Problem of word typing anouncing in kannada language with NVDA ESpeak tts. #4254

Closed
nvaccessAuto opened this Issue Jul 6, 2014 · 32 comments

2 participants

@nvaccessAuto

Reported by Siddu on 2014-07-06 05:20
None

@nvaccessAuto

Comment 1 by Siddu on 2014-07-06 05:33
My problem is, I am using kannada language TTS e Speak with NVDA. But while typing Kannada, I am unable to hear, words by word. I mean, After pressing space, NVDA not announcing word by word. I already kept set words onn and letters onn. typing echo option say character and words. By pressing key command of NVDA+2 and NVDA+3. And, this problem is not with english language. English is working good with NVDA ESpeak. There is no problem of letter anouncing in kannada language. Only word anouncing problem. I think, The silence is, prevails if a vowel sign is typed. If I type the words without vowel signs like ka, kha, ga, gha etc. (comma) it says the word. Mean, It says all letters after the vowel signs!

Record set.
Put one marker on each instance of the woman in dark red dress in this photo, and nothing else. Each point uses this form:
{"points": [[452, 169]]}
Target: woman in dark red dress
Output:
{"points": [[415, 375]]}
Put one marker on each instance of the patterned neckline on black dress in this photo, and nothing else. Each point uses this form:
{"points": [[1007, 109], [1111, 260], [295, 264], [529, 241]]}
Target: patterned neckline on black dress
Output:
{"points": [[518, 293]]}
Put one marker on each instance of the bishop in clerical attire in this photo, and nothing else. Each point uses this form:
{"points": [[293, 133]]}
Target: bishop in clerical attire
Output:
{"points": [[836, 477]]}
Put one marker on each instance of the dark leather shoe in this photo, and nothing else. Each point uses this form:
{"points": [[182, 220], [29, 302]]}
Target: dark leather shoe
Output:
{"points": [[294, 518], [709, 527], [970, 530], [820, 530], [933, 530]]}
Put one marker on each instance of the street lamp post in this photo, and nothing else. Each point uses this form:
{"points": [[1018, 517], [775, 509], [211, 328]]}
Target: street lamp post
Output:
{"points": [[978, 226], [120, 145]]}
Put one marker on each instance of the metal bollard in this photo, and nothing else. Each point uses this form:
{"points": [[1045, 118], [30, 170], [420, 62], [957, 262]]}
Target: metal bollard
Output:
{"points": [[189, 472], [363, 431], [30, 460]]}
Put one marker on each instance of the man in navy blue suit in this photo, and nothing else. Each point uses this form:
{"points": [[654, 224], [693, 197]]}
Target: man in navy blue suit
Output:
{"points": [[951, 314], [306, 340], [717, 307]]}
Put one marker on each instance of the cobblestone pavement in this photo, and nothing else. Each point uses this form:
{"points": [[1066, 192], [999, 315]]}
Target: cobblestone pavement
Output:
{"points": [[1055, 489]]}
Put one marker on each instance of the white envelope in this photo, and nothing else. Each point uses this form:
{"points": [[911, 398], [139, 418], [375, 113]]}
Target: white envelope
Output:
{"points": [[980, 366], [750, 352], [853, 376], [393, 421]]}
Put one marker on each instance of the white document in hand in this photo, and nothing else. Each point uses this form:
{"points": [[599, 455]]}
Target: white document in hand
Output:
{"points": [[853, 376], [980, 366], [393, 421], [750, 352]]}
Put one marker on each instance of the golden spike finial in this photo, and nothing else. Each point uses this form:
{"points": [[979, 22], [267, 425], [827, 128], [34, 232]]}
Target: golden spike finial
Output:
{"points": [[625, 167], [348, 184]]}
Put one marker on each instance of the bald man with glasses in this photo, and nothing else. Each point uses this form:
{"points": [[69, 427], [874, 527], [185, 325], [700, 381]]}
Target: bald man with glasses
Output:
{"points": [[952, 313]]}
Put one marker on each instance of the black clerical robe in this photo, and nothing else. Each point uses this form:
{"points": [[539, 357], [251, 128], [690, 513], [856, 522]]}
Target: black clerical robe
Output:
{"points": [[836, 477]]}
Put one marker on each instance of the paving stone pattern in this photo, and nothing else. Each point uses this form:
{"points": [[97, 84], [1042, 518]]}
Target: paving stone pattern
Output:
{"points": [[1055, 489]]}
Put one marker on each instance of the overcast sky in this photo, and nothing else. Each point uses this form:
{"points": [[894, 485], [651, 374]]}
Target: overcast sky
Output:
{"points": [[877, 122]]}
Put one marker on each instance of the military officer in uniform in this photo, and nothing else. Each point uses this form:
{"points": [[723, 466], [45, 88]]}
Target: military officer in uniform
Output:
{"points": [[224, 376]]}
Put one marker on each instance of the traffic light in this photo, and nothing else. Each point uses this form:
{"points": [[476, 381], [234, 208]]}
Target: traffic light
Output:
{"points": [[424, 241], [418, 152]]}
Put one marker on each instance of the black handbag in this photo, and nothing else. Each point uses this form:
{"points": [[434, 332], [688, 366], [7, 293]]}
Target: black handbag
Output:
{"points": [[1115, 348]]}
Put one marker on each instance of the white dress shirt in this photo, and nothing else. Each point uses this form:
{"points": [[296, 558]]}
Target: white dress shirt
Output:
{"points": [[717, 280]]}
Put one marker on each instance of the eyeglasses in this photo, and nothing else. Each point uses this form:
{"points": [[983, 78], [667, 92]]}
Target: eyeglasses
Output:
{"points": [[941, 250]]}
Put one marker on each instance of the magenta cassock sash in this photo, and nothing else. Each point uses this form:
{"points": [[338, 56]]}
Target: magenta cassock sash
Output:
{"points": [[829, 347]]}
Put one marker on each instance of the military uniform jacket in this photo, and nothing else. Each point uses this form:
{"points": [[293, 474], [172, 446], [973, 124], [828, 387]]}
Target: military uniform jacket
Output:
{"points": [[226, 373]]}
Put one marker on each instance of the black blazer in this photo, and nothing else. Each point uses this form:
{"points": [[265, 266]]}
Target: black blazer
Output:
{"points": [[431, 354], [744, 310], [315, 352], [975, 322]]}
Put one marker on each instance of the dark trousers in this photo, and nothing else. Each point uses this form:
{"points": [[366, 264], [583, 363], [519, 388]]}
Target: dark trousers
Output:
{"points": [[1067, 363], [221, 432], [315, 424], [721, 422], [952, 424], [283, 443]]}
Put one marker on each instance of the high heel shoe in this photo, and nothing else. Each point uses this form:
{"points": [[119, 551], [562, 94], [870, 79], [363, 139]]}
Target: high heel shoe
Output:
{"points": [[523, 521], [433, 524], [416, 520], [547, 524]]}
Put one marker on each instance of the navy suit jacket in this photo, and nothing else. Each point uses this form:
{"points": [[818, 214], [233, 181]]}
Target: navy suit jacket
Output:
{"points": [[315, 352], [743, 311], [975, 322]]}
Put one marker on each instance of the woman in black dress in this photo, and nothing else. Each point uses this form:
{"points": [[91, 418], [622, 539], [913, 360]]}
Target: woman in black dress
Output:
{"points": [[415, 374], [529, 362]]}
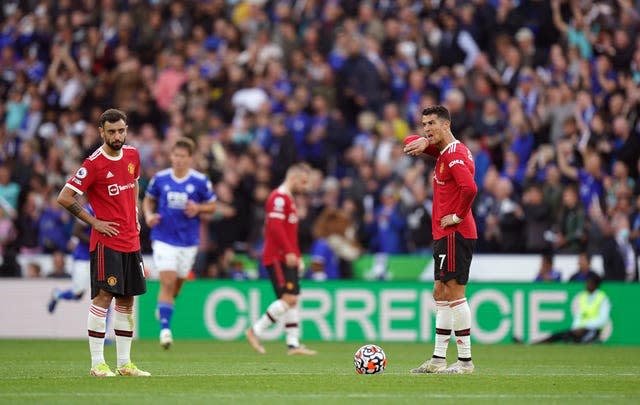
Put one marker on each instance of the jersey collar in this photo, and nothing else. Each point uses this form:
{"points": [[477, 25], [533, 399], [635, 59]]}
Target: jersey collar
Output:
{"points": [[284, 190], [105, 154]]}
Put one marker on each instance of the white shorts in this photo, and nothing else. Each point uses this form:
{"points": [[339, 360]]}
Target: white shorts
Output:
{"points": [[167, 257], [81, 276]]}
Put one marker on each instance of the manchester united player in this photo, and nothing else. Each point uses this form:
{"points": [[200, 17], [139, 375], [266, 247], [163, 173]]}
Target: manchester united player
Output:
{"points": [[454, 234], [109, 178], [281, 257]]}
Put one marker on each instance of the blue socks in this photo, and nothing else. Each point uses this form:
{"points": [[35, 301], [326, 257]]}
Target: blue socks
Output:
{"points": [[67, 295]]}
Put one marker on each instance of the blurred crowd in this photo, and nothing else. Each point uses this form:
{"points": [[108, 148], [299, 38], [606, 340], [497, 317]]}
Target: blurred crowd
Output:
{"points": [[545, 93]]}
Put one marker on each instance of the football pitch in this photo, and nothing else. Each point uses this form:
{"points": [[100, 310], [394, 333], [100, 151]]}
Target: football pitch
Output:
{"points": [[213, 372]]}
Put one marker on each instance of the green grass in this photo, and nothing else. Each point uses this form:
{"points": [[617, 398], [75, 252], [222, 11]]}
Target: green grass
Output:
{"points": [[207, 372]]}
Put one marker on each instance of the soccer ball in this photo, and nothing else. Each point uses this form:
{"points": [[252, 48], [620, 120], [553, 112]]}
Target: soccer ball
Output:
{"points": [[370, 359]]}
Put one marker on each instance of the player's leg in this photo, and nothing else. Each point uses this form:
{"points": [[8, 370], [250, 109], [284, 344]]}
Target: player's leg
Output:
{"points": [[291, 317], [275, 311], [291, 320], [97, 318], [166, 259], [444, 319], [444, 324], [135, 284], [460, 251]]}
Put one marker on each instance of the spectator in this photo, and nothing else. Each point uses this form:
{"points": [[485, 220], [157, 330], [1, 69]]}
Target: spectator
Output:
{"points": [[538, 220], [618, 256], [546, 272], [570, 226]]}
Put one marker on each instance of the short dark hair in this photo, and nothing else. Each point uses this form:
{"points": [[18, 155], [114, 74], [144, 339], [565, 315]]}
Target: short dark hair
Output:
{"points": [[594, 277], [112, 115], [439, 110], [185, 143]]}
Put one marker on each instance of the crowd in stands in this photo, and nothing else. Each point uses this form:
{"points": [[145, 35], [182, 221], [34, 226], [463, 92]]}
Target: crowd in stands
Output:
{"points": [[546, 94]]}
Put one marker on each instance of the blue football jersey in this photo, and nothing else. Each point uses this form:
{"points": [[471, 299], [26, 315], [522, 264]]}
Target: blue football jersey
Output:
{"points": [[171, 195], [81, 251]]}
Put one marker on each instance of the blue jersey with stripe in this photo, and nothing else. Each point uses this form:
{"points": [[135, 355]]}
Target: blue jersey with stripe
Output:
{"points": [[171, 195], [81, 251]]}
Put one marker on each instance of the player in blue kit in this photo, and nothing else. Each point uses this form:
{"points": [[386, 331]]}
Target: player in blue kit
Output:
{"points": [[172, 206]]}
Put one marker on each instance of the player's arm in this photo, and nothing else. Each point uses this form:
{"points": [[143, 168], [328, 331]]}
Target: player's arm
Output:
{"points": [[67, 199], [275, 222], [78, 231], [207, 204], [193, 208], [468, 190]]}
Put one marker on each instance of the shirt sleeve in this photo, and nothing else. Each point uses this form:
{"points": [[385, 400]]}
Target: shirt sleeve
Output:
{"points": [[464, 179], [207, 194], [432, 150], [152, 188], [82, 179]]}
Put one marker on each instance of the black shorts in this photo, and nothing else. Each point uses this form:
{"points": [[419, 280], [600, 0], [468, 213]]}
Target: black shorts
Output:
{"points": [[121, 274], [284, 279], [452, 258]]}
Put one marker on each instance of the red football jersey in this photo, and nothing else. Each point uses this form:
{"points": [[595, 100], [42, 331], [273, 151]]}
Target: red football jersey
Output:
{"points": [[109, 183], [281, 227], [454, 190]]}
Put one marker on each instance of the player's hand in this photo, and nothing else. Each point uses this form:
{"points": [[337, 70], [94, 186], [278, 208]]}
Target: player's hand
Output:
{"points": [[192, 209], [106, 228], [152, 219], [291, 260], [416, 147]]}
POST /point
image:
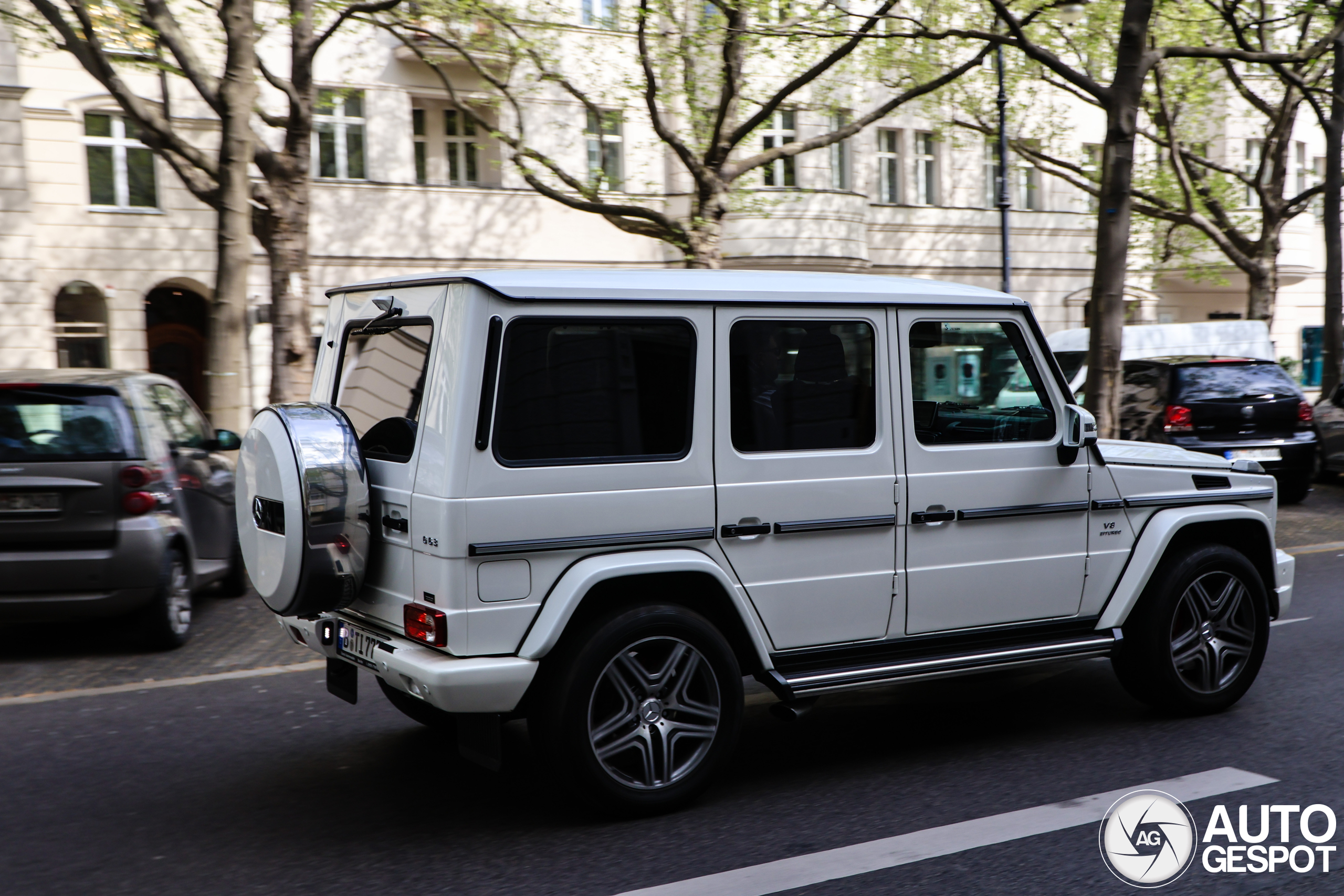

Check your understanding.
(1) From the NVDA Kannada issue, extract the passage starting at "Reported by Siddu" and ending at "the vowel signs!".
(2) Answer these questions about the NVDA Kannada issue.
(a) Who reported the issue, and on what date?
(b) Which key commands did the commenter press to set the typing echo options?
(c) How many participants does the issue list?
Answer from the text alone.

Outputs by task.
(1)
Reported by Siddu on 2014-07-06 05:20
None

@nvaccessAuto

Comment 1 by Siddu on 2014-07-06 05:33
My problem is, I am using kannada language TTS e Speak with NVDA. But while typing Kannada, I am unable to hear, words by word. I mean, After pressing space, NVDA not announcing word by word. I already kept set words onn and letters onn. typing echo option say character and words. By pressing key command of NVDA+2 and NVDA+3. And, this problem is not with english language. English is working good with NVDA ESpeak. There is no problem of letter anouncing in kannada language. Only word anouncing problem. I think, The silence is, prevails if a vowel sign is typed. If I type the words without vowel signs like ka, kha, ga, gha etc. (comma) it says the word. Mean, It says all letters after the vowel signs!

(2)
(a) Siddu, on 2014-07-06
(b) NVDA+2 and NVDA+3
(c) 2